Tasks for this exercise:
**A)** In the text on paying off debt versus investing, what interest rates did the writer's loans carry?
**B)** Copy the text on paying off debt versus investing word for word, from "Basically, how well" through "all are you OK with that?", inclusive.
[[ Supplied text, beginning ]]
When It Is Not So Clear
Now, let’s say your debt is charged 5% of interest and your investment will pay a return of 6-7%. Technically, you will make more by investing that money, but, is that what is best for you?
Is it worth it to you to invest that money while keeping the debt payments going? This is where it becomes more of a judgement call and you will definitely need to factor in other aspects.
If it was me, I would just pay it off. Our loans were between 4.75% and 7.75%. Typically, stock market returns are expected at 6-8%. The benefit was that by paying off our loans we increased our cash flow not only once we were done but during the process.
How Cash Flow Factors In
Cash Flow is basically the amount of money coming and going in your monthly budget. If you have $5,000 a month coming in and have $4,500 of expenditures, including your minimum payments, you have $500 left over to do what you want with it.
If your debt payments are $750 of that and you pay off your debt you will now only have $3,750 of expenditures per month with $1,250 left over. By paying off your debt, you increased your cash flow.
When investing your money, instead of paying off debt early, you are keeping your cash flow tighter. Are you OK with that? What if a member of the household loses their job? Do you need that cash flow in the future?
For us, we needed to reduce our expenditures so that we could live off one salary. That difference in cash flow meant a drastic change for our household and family.
It Is More Than Just The Math
The math is the math. In many ways, it is fair when so many things in life don’t feel fair. 1 + 1 is 2 for everyone.
Now, the math should be a factor, but it should not be the deciding factor unless everything else is equal. The deciding factor is your current situation balanced with your future goals.
Write out your future goals and talk them over with your spouse if you are married. If you are married then you need to factor in both opinions about what to do.
If you invest the money and the other person is against it is it worth it?
What Is Your Risk Tolerance?
Basically, how well will you sleep at night with debt or without debt?
Paying off debt is the more conservative thing to do certainly but that doesn’t make you weak. It might make you more willing to take risk in the future since you have less obligations. That is something to consider. As you go through your life your risk tolerance will adjust depending on your situation.
If you decide to invest the money you will also have a decision about how risky you want the investment to be. What is the downside of it? What is the upside? If you lose it all are you OK with that?
Often times, in the cases where one pays off a low interest rate such as 2% instead of investing the money, those people are accused of being too emotional.
You should also ask yourself the same. Are you being too emotional with the investment? Is the potential payoff huge, but ultimately a big risk? Investments are not a guarantee.
[[ Supplied text, end ]]
[[ Data supplied, beginning ]]
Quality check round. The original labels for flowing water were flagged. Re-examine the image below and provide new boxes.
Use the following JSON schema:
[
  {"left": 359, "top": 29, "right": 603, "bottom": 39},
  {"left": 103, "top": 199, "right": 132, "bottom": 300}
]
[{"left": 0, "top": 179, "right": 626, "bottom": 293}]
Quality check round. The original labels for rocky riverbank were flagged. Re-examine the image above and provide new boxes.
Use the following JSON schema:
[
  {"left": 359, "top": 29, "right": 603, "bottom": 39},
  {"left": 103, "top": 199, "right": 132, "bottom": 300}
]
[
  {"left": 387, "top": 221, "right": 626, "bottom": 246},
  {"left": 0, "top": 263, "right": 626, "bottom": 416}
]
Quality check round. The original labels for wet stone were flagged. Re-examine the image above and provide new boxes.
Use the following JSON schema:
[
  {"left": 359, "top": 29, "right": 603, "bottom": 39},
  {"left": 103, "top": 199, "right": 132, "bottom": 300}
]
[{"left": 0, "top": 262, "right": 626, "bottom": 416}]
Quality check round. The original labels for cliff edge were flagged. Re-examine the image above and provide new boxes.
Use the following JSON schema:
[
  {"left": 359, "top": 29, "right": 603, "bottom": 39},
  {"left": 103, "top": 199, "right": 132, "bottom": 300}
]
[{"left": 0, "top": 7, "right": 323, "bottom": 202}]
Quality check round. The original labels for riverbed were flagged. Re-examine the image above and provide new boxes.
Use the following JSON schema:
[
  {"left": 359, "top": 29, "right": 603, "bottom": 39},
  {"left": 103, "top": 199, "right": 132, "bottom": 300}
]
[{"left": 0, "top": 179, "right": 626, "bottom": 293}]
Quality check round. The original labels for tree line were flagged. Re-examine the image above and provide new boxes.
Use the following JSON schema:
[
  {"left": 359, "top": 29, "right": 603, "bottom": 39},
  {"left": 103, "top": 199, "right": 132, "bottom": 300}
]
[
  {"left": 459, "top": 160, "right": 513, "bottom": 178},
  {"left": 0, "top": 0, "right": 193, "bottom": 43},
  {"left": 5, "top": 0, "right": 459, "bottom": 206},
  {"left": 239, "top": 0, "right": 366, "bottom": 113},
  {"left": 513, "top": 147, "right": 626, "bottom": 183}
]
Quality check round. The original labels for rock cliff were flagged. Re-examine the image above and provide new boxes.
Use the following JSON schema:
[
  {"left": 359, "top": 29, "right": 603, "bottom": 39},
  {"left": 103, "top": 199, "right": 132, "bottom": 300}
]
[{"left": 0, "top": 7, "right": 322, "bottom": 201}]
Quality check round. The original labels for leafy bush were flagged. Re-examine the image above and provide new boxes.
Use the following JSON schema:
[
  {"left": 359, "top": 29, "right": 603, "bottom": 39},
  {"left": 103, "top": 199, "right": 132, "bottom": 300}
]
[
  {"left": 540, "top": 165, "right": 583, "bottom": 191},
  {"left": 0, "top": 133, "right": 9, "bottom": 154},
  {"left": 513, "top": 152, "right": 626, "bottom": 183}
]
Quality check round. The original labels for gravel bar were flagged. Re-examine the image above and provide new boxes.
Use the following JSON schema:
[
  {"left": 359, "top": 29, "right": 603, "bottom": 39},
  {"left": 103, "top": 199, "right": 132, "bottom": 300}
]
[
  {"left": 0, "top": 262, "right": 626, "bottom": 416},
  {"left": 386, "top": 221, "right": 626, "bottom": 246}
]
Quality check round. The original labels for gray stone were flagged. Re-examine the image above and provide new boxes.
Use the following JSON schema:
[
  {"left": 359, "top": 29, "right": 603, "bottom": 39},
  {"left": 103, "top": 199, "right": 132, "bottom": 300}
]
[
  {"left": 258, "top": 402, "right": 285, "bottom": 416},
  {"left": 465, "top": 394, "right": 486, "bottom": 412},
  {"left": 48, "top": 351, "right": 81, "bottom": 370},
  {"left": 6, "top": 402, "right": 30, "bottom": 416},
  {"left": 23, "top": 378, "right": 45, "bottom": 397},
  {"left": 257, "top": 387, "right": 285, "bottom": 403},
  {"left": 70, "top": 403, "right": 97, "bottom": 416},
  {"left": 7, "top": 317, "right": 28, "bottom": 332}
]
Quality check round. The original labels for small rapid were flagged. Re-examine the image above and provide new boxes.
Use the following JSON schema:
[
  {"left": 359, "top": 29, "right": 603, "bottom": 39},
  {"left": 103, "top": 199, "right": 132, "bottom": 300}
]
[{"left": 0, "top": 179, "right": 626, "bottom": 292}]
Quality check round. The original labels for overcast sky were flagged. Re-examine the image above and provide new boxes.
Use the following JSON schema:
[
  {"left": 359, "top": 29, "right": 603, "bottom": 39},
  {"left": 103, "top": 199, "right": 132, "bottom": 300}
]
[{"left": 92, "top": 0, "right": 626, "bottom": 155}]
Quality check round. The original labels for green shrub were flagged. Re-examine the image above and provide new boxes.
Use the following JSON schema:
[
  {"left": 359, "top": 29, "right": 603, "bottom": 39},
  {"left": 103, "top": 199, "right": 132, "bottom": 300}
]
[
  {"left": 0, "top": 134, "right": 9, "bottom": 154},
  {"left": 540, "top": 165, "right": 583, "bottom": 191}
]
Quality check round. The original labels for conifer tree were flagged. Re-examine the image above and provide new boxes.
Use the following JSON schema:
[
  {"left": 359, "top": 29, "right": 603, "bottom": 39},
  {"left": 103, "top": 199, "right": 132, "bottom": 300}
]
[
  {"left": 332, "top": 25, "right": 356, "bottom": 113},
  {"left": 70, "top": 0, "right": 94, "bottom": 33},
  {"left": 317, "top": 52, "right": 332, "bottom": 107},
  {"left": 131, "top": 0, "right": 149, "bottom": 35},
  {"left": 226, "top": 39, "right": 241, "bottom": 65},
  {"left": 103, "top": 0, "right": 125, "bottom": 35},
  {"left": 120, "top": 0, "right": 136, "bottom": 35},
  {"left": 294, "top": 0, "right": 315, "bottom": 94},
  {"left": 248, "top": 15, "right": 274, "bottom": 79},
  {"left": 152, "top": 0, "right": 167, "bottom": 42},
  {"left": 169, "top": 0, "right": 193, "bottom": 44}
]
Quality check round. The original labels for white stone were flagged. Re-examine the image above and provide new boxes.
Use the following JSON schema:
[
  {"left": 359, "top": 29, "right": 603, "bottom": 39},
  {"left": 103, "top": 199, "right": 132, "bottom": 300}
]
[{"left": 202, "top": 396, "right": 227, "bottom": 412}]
[[ Data supplied, end ]]
Solutions:
**A)** Between 4.75% and 7.75%.

**B)**
Basically, how well will you sleep at night with debt or without debt?
Paying off debt is the more conservative thing to do certainly but that doesn’t make you weak. It might make you more willing to take risk in the future since you have less obligations. That is something to consider. As you go through your life your risk tolerance will adjust depending on your situation.
If you decide to invest the money you will also have a decision about how risky you want the investment to be. What is the downside of it? What is the upside? If you lose it all are you OK with that?